### Reading passage
§
Now let's turn to slide 10 for an overview of the Q1 performance on Materialise's manufacturing segment. Their, revenue was up by 2.3%, growth was driven by a 6% increase in the revenue of our traditional manufacturing business confirming the positive growth of Q4 2018. More importantly EBITDA rose 18%resulting in EBITDA margin of more than 15%. This EBITDA growth reflected improved operational excellence. In the first quarter of 2019, we added one printer as compared to the previous quarter which brings the total amount of printers that we have in production in our manufacturing and medical segments to 188.

Slide eleven provides the highlights of our income statements for the first quarter. Both revenue and gross profit rose 7% compared to last year's period. In total, research and development, sales and marketing and GNA spending rose by 8.5% over the prior year period. R&D rose slightly by roughly 1%, marketing rose 14% and GNA rose 6%.

Net other operating income increased by EUR 700,000 to EUR 1.2 million compared to EUR 549,000 reflecting a positive variance for miscellaneous elements such as also tax receivables, grants and R&D credits and operational exchange gains. The group's operating profit amounted to EUR 1,476,000, 31% above last year's level.

Net financial result was negative EUR 592,000 compared to a negative EUR 710,000 last year, primarily reflecting variances in the U.S. dollar currency exchange rate, mainly on the portion of the company's deposits. Income tax amounted to EUR 1.1 million compared to EUR 500,000 in the first quarter of 2018, the increase of EUR 565,000 primarily reflects the change in deferred taxes from a positive deferred tax income of EUR 320,000 in the first quarter of 2018 to a negative tax expense of EUR 290,000 in Q1, 2019. This non-cash income tax variance impacts our net result negatively, turning it into a net loss for the first quarter of 2019 of EUR 304,000 or minus EUR 0.1 per diluted share compared to a net loss of EUR 183,000 or a loss of zero euro cent last year. Now please turn to slide 12 for a recap of balance sheet and cash flow highlights.

Our balance sheet remains strong with cash of EUR 111 million compared to EUR 115.5 million as of December 31st, 2018. This reflects the impact of the EUR 2.5 million convertible loan that we extended to Fluidda. In the context of the partnership that Fried referred to earlier on the call. Total debt rose EUR 3 million from year end 2018 to EUR 109 million.
§
[Referring expression pointing data]

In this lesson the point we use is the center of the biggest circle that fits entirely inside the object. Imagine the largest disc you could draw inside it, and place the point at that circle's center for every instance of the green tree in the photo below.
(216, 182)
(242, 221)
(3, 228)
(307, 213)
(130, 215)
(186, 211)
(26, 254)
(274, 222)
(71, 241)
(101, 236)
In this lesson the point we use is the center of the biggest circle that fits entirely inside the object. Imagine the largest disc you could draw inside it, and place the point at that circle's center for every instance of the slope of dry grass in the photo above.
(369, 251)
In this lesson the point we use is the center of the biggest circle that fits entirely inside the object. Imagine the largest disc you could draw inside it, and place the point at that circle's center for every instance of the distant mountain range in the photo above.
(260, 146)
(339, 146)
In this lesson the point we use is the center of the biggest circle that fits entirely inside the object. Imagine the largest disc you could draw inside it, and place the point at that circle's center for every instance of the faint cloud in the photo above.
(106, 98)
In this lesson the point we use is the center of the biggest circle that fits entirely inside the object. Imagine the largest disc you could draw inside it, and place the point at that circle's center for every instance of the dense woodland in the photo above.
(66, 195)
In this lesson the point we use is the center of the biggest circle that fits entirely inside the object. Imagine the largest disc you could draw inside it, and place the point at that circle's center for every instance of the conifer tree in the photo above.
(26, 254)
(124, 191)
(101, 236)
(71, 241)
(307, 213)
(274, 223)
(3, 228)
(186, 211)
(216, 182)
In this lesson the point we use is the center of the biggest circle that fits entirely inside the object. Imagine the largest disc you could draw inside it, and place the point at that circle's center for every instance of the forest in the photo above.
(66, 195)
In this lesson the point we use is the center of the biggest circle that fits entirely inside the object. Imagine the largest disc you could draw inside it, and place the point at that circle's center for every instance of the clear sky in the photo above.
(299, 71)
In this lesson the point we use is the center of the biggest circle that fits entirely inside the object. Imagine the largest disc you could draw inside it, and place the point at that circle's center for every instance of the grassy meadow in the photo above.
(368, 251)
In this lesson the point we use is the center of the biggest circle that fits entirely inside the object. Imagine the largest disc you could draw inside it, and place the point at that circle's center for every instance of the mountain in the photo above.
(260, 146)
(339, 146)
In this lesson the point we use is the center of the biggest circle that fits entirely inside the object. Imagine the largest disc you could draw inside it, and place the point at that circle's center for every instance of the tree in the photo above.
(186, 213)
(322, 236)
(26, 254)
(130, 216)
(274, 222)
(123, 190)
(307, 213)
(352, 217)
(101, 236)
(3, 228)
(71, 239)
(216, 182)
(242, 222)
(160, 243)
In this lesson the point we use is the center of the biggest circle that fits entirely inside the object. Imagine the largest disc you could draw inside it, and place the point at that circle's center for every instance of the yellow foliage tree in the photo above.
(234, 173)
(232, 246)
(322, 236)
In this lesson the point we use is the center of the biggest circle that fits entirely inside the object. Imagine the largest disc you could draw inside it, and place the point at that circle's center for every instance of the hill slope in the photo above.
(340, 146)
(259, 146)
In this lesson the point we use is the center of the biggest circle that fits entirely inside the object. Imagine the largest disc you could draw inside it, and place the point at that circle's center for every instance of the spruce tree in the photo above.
§
### Required work
1. List the miscellaneous elements that the earnings call transcript names as behind the rise in net other operating income.
2. Copy the earnings call transcript word for word, starting with "Slide eleven provides" and going on through "GNA rose 6%.".
3. Rewrite the paragraph of the earnings call transcript that begins "Slide eleven provides the highlights" as a short bulleted list that keeps its main figures.

### Solution list
1.
- Tax receivables
- Grants
- R&D credits
- Operational exchange gains

2.
Slide eleven provides the highlights of our income statements for the first quarter. Both revenue and gross profit rose 7% compared to last year's period. In total, research and development, sales and marketing and GNA spending rose by 8.5% over the prior year period. R&D rose slightly by roughly 1%, marketing rose 14% and GNA rose 6%.

3.
- Slide eleven covers the first-quarter income statement highlights.
- Revenue and gross profit each rose 7% compared to last year's period.
- Combined R&D, sales and marketing, and GNA spending rose 8.5% over the prior year period.
- R&D rose roughly 1%, marketing rose 14%, and GNA rose 6%.